== Exercise directions ==
Taking the line that contains "Target: tan marking on face" as the starting point, give again exactly every line up to and including the last line of the records below.

(Saved entries)

===

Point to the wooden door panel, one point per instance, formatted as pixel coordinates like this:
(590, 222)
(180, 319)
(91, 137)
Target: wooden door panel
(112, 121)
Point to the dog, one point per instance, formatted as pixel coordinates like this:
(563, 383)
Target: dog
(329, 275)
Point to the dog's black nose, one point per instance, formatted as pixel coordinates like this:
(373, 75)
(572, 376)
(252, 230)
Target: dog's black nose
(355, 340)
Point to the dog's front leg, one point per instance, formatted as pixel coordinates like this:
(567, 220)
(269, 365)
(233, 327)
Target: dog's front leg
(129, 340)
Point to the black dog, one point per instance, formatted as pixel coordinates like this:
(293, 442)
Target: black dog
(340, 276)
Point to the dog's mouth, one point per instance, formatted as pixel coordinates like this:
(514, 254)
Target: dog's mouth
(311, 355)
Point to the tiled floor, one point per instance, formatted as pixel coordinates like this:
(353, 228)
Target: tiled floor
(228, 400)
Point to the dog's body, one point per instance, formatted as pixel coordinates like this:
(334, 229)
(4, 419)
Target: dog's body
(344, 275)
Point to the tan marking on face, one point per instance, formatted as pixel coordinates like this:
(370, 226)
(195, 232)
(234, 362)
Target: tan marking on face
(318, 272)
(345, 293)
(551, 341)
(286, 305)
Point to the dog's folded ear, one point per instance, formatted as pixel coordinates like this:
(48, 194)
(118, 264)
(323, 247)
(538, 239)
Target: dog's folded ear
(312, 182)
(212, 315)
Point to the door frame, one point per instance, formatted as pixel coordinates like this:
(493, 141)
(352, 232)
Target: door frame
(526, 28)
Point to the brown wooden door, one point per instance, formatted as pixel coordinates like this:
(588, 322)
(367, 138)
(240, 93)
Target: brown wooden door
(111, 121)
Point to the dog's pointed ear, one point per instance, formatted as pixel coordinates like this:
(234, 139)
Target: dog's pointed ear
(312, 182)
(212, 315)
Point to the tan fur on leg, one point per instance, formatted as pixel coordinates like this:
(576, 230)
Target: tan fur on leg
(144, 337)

===

== Answer box ==
Target: tan marking on face
(318, 272)
(345, 293)
(551, 341)
(286, 305)
Point to the dog's folded ear, one point per instance, formatted as pixel coordinates like this:
(48, 194)
(118, 264)
(323, 247)
(538, 239)
Target: dog's folded ear
(312, 182)
(212, 315)
Point to the door frame, one point per instance, formatted as pixel coordinates like this:
(493, 141)
(352, 232)
Target: door frame
(526, 28)
Point to the brown wooden door, one point per instance, formatted as pixel coordinates like this:
(588, 322)
(367, 138)
(240, 93)
Target: brown wooden door
(111, 121)
Point to the dog's pointed ear, one point per instance, formatted as pixel coordinates like this:
(234, 139)
Target: dog's pointed ear
(312, 182)
(212, 315)
Point to the tan fur on leg, one point per instance, formatted as pixel coordinates like this:
(576, 230)
Target: tan fur on leg
(144, 337)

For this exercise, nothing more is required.